#### Data entries:
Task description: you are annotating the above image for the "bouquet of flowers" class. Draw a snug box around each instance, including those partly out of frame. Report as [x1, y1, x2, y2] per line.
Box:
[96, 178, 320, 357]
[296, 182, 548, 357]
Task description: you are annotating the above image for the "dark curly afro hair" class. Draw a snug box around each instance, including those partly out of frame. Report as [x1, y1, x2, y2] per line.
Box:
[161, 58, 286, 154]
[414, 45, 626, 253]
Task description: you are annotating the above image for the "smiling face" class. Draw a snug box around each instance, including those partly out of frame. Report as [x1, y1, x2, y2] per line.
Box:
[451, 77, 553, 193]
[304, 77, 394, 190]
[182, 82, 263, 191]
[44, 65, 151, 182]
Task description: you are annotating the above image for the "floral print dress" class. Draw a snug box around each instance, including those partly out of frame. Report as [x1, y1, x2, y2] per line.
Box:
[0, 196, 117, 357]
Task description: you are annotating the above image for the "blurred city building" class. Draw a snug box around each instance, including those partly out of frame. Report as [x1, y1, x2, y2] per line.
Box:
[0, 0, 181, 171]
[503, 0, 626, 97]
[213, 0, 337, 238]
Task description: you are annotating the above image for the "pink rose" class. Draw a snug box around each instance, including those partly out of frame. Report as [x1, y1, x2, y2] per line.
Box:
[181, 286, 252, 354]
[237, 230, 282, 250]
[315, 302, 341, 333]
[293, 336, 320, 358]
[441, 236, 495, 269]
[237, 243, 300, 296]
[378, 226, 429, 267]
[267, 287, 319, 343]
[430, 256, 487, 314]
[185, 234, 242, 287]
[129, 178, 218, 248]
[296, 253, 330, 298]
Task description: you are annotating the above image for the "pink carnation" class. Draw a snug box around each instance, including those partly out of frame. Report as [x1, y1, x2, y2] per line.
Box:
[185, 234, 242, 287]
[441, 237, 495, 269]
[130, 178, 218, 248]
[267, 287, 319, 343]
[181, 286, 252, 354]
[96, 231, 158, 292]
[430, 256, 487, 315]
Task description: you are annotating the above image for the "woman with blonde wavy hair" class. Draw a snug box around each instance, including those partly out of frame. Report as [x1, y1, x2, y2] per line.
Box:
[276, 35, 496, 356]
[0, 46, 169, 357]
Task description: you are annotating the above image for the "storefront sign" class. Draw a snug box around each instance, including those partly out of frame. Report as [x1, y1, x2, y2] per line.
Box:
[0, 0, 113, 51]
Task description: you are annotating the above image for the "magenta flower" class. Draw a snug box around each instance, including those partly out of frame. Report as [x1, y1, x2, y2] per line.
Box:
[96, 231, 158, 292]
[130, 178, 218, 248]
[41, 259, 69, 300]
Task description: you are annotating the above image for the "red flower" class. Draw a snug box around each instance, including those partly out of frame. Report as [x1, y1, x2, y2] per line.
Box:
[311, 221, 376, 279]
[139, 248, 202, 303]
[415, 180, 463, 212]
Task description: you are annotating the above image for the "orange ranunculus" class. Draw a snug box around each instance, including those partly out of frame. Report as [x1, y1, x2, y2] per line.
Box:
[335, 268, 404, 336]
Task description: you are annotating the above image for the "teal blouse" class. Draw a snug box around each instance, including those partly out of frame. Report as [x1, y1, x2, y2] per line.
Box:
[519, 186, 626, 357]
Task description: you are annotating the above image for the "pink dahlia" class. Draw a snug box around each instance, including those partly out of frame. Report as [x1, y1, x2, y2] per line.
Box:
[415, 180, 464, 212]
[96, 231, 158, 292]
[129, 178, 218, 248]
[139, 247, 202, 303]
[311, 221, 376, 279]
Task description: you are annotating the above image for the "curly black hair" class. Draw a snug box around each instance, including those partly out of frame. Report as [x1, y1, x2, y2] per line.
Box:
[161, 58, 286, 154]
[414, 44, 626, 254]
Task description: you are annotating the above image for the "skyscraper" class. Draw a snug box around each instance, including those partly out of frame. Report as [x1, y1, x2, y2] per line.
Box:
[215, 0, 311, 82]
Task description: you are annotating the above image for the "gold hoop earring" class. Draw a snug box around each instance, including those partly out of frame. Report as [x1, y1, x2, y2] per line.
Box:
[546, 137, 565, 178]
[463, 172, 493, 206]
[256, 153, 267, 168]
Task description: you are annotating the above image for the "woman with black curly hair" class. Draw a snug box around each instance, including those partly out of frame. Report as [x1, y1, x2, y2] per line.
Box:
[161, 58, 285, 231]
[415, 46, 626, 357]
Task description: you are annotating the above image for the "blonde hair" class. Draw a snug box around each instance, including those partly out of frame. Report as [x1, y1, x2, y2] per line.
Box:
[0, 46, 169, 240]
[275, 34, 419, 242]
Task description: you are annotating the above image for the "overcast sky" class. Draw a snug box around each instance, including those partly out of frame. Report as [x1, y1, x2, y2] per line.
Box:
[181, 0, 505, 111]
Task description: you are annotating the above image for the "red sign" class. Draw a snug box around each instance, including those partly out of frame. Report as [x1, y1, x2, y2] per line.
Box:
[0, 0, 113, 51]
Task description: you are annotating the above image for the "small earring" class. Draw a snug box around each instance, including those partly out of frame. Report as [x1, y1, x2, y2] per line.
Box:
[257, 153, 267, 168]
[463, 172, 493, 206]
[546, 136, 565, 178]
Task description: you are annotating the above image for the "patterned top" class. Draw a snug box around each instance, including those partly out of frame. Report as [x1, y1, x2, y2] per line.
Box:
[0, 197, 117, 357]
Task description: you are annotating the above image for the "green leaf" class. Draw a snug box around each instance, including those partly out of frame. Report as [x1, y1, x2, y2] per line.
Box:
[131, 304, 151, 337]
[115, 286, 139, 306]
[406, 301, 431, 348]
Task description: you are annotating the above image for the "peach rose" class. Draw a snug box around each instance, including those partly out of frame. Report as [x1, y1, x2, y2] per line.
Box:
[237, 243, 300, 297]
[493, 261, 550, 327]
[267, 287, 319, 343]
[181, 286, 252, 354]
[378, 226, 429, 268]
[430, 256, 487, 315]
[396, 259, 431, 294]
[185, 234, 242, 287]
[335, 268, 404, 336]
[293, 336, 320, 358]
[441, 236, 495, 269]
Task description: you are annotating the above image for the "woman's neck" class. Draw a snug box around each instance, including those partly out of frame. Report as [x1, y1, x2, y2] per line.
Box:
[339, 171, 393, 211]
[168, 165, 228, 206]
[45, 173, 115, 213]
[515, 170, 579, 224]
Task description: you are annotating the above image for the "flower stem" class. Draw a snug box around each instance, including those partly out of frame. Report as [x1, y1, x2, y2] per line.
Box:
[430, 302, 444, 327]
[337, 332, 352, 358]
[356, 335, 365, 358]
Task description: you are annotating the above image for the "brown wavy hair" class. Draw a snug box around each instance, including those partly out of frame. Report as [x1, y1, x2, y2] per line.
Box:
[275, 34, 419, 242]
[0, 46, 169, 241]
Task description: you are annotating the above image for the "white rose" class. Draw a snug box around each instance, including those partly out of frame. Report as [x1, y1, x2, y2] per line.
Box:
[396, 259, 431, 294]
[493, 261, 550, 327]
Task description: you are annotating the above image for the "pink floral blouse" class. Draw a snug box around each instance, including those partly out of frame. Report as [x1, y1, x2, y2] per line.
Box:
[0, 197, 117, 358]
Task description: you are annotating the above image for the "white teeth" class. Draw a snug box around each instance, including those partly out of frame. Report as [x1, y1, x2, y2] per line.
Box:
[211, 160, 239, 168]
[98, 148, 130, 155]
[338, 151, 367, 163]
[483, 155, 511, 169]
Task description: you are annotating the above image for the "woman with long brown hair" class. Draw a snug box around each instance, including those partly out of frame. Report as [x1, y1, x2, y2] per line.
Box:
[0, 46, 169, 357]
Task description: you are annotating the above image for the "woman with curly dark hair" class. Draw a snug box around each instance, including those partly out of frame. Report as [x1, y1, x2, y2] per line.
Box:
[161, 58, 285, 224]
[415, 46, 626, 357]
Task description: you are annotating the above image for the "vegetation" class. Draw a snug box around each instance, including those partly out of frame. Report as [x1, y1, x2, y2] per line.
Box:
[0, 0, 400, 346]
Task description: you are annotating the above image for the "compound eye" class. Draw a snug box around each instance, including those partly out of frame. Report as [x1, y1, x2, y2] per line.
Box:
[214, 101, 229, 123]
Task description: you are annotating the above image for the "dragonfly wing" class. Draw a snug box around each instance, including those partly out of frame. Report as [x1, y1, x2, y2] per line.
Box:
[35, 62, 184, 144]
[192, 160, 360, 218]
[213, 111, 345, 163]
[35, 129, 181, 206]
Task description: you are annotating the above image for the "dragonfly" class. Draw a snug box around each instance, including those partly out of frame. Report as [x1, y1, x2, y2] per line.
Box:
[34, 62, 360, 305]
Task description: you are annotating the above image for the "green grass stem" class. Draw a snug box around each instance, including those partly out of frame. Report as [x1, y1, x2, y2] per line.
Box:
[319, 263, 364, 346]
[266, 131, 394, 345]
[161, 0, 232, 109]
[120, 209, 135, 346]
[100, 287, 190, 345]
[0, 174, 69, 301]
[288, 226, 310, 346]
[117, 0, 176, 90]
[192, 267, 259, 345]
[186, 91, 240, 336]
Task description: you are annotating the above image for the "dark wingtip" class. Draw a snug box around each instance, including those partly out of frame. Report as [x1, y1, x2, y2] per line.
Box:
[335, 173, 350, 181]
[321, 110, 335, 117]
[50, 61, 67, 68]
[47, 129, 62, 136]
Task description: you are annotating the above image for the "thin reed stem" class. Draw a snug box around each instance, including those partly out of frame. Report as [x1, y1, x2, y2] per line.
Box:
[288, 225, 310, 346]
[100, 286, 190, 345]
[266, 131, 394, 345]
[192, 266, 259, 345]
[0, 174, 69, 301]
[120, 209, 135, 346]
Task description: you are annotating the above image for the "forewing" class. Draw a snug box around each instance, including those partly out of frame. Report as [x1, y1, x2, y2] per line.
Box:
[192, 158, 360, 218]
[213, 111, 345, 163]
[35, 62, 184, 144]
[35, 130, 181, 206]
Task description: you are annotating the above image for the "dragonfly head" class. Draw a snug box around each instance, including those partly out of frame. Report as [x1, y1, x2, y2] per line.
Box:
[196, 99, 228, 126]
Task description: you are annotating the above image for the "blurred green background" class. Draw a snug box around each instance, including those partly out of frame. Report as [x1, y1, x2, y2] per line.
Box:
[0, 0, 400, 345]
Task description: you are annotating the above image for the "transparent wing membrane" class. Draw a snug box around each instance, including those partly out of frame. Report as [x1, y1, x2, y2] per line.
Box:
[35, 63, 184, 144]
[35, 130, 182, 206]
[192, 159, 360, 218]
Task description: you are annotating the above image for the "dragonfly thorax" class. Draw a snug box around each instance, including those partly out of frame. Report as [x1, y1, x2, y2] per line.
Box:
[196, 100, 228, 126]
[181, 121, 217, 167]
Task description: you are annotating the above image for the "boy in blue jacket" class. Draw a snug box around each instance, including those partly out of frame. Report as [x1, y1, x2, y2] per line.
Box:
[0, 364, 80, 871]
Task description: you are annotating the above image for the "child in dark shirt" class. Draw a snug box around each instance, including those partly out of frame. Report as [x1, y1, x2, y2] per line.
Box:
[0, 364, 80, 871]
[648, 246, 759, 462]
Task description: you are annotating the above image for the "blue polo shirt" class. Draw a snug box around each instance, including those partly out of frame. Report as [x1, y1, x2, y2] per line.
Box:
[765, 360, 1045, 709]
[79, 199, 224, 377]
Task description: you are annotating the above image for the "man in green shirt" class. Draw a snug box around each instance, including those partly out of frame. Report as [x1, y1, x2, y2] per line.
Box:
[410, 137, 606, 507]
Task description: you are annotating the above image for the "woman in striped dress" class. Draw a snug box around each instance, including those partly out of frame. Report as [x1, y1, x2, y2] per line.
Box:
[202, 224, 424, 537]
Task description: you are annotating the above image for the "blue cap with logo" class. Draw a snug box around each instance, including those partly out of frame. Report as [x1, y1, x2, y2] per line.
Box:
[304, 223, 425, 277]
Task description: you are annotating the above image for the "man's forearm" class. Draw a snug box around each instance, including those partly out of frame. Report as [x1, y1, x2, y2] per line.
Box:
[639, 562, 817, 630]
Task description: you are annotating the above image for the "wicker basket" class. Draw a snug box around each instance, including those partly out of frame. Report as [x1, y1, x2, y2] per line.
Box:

#### What to produce:
Which lines of the entries above contain the word "pink"? Gather every one of them, treating uppercase and lowercase as different.

#### Exercise solution:
Task description: you are annotating the above image for the "pink rose" class. Draw a snug box around each instance, including those partly out of frame. Report as [x1, y1, x2, y2] per line.
Task description: you are annotating the above image for the "pink carnation" class. Draw a snug box around each instance, including those partly out of frame. Report as [x1, y1, x2, y2] per line.
Task description: you are annotating the above image for the "pink dahlia" class. Draw a snug box around each instance, including those partly out of frame. Report as [x1, y1, x2, y2] per line.
Task description: you are annotating the above image for the "pink floral blouse" class. Draw a snug box around each instance, including those partly out of frame. Report as [x1, y1, x2, y2] per line.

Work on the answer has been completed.